• [TASK BRIEF]:
Extract exactly the range of lines bounded by the line containing "Objective — one point per instance of the denim jacket in" and the final line of the listing, both ends included, and no other lines.

[A block of data]
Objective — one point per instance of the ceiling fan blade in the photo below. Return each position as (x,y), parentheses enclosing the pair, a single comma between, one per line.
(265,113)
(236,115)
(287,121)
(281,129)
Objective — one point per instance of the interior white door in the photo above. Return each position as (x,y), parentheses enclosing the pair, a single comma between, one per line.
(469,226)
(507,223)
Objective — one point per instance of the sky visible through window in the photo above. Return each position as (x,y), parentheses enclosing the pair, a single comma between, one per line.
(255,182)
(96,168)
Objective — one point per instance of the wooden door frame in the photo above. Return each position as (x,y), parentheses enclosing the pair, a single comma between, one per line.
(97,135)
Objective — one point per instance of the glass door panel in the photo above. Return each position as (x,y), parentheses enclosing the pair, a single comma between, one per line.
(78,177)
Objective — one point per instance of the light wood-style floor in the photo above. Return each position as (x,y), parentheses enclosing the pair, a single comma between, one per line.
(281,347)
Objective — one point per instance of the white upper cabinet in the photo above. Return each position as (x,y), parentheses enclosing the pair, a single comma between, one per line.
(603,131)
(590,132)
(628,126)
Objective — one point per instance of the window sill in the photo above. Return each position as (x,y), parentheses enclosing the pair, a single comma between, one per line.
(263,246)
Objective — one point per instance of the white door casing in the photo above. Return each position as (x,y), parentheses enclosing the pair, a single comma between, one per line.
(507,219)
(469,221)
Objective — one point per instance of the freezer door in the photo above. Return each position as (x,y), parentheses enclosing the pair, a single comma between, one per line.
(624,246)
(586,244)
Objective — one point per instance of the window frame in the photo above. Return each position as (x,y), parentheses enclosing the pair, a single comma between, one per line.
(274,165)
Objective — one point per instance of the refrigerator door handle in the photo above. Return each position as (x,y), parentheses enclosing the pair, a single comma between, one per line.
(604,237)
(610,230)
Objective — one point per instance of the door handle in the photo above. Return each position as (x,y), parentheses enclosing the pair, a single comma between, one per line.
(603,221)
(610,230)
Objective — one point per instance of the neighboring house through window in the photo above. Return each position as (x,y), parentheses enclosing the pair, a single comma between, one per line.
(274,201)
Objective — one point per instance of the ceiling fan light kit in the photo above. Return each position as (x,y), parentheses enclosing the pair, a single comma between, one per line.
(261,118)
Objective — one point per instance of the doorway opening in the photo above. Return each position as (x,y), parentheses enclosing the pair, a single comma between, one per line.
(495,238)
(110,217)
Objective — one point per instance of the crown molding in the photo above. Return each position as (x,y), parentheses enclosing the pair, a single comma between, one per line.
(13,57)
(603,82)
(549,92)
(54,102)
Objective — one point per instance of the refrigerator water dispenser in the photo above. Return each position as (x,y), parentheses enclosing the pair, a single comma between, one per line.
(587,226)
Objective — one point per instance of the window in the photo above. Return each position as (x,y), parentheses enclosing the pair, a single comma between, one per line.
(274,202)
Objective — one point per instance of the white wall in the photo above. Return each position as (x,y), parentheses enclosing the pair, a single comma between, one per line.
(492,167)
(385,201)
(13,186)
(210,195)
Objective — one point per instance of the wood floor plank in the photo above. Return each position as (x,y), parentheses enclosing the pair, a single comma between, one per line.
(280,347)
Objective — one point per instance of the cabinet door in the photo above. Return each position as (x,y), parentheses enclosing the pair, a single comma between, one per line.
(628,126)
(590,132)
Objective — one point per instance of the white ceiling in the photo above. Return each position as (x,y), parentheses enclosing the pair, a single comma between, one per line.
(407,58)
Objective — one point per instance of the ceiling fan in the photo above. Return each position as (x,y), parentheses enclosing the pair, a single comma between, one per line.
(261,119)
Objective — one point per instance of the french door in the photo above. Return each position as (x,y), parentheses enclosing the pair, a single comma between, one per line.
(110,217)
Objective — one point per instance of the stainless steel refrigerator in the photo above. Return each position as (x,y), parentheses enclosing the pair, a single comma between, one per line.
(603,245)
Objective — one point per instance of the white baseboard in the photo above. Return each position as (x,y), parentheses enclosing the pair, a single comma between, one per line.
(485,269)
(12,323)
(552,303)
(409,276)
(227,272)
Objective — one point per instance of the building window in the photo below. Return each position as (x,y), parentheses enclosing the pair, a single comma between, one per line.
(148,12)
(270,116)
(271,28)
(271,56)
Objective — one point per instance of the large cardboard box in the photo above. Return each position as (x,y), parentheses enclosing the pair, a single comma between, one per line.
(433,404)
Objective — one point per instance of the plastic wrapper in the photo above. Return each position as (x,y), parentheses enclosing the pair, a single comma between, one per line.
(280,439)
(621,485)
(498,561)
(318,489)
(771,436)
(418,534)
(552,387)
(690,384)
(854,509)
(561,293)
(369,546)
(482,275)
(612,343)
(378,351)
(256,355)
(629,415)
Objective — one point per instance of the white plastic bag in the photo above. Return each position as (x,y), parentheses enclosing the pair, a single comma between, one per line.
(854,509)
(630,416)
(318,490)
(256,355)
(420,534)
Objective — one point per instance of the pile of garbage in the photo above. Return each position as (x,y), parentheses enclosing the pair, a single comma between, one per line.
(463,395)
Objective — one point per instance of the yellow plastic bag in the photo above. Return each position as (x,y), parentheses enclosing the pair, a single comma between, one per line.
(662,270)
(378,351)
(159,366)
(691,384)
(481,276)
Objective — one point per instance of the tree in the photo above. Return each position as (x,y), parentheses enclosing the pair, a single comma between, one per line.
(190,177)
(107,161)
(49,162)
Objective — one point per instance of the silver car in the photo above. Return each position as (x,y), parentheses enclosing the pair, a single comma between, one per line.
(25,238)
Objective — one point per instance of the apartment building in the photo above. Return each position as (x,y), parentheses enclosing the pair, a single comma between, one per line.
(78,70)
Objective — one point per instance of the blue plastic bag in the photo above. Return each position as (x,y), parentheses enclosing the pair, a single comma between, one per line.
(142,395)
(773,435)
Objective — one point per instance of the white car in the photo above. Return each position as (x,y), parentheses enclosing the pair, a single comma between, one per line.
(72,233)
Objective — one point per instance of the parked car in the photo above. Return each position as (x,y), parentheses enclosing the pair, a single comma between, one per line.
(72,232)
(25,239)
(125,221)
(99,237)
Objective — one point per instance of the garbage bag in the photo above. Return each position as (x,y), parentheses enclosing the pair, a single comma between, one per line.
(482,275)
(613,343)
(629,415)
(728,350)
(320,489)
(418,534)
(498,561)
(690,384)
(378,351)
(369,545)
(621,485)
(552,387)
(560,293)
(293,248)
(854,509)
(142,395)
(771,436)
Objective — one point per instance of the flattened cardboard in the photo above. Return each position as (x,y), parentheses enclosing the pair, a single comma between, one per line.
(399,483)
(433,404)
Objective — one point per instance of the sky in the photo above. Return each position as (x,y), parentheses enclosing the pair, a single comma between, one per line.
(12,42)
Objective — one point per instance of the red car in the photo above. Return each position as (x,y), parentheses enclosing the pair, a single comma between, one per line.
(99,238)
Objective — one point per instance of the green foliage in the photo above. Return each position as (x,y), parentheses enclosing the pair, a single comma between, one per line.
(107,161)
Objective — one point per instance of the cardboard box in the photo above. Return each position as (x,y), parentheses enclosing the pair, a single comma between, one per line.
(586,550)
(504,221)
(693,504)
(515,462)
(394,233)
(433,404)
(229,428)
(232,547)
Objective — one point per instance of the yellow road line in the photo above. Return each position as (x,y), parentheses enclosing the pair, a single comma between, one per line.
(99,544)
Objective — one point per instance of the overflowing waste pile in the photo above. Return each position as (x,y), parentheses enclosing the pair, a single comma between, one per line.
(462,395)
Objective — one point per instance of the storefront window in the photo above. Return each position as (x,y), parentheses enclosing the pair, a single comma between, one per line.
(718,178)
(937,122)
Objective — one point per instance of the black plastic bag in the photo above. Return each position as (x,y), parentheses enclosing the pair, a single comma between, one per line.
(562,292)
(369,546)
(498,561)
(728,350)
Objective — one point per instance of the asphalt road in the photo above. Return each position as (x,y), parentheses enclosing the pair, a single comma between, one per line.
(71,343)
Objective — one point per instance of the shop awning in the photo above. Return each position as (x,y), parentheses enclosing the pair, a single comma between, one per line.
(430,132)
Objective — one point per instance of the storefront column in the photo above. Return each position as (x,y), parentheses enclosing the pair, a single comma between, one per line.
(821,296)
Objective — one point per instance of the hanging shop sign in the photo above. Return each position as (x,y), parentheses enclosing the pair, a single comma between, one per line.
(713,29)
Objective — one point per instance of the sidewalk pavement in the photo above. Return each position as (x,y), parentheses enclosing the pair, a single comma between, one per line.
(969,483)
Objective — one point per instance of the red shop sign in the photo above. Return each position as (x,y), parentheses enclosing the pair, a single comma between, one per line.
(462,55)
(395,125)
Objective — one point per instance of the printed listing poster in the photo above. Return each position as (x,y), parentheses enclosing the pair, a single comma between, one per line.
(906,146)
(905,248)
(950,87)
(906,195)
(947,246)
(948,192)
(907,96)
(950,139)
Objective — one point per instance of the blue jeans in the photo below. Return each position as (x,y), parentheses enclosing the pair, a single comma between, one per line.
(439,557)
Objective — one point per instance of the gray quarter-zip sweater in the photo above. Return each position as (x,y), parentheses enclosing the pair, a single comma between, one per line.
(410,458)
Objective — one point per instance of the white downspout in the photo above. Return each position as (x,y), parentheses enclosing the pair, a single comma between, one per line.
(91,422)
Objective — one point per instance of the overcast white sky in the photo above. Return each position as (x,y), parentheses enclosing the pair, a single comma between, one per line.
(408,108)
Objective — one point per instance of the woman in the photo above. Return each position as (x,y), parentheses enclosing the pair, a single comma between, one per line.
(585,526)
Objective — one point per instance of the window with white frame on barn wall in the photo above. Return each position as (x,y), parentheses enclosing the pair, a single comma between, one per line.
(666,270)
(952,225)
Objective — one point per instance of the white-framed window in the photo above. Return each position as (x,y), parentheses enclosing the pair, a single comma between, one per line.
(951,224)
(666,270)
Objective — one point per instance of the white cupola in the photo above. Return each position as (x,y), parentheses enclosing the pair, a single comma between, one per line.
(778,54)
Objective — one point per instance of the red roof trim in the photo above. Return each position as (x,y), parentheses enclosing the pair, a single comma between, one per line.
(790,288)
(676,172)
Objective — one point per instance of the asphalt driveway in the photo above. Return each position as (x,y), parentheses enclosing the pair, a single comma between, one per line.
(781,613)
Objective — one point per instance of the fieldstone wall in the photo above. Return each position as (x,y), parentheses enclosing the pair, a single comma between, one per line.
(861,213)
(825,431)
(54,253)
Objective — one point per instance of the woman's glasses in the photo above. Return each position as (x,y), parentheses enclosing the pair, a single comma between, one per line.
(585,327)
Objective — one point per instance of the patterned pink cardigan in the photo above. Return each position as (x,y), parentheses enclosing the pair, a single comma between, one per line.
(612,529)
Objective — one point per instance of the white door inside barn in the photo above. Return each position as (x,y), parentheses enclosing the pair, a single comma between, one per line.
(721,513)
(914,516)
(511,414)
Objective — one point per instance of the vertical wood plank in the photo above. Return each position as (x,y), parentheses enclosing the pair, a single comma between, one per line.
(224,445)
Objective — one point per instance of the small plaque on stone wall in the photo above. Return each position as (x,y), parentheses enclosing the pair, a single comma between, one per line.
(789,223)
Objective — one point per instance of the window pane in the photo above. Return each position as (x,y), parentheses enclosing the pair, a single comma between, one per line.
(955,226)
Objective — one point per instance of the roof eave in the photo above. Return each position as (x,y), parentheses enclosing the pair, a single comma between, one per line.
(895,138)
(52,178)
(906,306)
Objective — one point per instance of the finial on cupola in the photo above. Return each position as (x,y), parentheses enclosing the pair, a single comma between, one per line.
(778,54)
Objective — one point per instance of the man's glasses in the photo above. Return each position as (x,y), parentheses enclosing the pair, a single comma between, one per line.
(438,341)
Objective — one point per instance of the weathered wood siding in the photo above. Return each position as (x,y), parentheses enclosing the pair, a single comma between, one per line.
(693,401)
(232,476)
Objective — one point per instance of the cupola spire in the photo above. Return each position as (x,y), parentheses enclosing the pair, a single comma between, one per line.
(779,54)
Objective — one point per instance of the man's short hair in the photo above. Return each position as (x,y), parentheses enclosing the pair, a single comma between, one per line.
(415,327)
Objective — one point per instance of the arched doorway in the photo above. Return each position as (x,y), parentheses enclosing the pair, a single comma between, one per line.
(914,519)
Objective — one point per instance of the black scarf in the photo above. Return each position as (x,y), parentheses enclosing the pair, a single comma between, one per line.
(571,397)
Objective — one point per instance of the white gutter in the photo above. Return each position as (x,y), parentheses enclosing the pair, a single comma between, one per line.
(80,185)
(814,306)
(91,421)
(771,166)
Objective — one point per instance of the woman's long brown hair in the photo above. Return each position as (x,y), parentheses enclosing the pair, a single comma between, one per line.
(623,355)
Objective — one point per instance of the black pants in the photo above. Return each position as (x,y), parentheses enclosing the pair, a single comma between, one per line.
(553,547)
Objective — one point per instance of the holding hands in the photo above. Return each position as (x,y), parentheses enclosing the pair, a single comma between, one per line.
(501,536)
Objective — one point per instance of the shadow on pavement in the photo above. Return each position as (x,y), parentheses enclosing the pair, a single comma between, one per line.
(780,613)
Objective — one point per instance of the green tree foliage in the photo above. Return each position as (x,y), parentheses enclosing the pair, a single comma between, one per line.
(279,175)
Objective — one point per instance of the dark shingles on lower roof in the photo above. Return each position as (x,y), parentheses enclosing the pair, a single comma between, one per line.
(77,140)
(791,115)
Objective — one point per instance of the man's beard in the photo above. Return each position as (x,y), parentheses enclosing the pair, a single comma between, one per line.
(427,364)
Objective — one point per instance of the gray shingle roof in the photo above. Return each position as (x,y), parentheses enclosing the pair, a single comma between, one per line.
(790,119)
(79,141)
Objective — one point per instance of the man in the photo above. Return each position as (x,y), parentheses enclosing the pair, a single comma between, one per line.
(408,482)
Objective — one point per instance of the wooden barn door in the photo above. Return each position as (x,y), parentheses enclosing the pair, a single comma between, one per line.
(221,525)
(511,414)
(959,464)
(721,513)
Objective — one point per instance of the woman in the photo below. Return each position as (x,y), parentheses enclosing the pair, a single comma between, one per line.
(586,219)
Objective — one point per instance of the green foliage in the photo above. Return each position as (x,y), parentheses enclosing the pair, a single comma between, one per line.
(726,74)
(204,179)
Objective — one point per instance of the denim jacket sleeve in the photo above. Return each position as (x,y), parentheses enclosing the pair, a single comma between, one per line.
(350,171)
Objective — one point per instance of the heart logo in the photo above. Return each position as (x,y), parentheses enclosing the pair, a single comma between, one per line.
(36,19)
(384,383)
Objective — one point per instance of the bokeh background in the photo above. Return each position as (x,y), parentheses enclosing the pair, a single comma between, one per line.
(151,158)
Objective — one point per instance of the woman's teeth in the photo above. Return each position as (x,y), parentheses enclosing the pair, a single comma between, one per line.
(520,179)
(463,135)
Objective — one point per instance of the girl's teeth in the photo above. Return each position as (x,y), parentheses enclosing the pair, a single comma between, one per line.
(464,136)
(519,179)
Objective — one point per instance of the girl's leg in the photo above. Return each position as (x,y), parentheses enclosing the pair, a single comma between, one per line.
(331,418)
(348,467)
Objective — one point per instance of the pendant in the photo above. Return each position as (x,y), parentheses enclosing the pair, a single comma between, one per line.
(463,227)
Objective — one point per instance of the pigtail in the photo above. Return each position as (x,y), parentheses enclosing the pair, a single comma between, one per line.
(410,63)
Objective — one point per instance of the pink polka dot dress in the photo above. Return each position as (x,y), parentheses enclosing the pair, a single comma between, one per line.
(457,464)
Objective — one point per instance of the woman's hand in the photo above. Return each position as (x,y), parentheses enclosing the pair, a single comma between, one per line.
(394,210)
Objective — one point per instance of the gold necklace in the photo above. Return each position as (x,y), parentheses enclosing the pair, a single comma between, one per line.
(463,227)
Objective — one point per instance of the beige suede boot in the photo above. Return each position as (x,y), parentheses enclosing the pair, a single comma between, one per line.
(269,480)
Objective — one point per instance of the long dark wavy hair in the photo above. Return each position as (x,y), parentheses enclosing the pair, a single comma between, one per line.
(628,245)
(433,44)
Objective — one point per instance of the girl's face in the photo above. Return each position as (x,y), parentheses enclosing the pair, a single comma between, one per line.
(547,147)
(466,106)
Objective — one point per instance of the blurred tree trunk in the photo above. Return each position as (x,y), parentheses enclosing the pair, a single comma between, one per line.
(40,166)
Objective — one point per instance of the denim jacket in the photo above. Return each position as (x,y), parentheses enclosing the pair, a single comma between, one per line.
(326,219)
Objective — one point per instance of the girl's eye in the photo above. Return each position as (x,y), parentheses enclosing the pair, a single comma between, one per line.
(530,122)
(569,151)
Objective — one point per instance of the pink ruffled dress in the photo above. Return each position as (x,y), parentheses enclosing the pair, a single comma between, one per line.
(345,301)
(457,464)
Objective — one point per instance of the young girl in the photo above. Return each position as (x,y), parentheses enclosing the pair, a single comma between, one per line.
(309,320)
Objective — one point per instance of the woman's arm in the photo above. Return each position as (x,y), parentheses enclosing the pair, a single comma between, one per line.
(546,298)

• [SOLVED EXERCISE]:
Objective — one point per instance of the denim jacket in the photo above. Return each position as (x,y), parentheses enclosing the pair, a single comma between, one per line.
(326,219)
Objective — one point per instance of the girl's eye in the photo above. Return each position as (x,y), parentheses enclosing the pair, a single comma between, one per line.
(530,122)
(569,151)
Objective — one point per instance of the pink ruffled dress in the photo above. Return each position as (x,y), parentheses enclosing the pair, a single comma between, one per line.
(345,301)
(457,464)
Objective — one point per instance of the young girl in the photo above. Return each position as (x,y), parentheses enclosing the pair, a single comma between, one per line.
(309,320)
Objective — one point per instance of the woman's arm in the photo above. Return each position as (x,y), parentheses enclosing the pair, a single comma between, one per line.
(546,298)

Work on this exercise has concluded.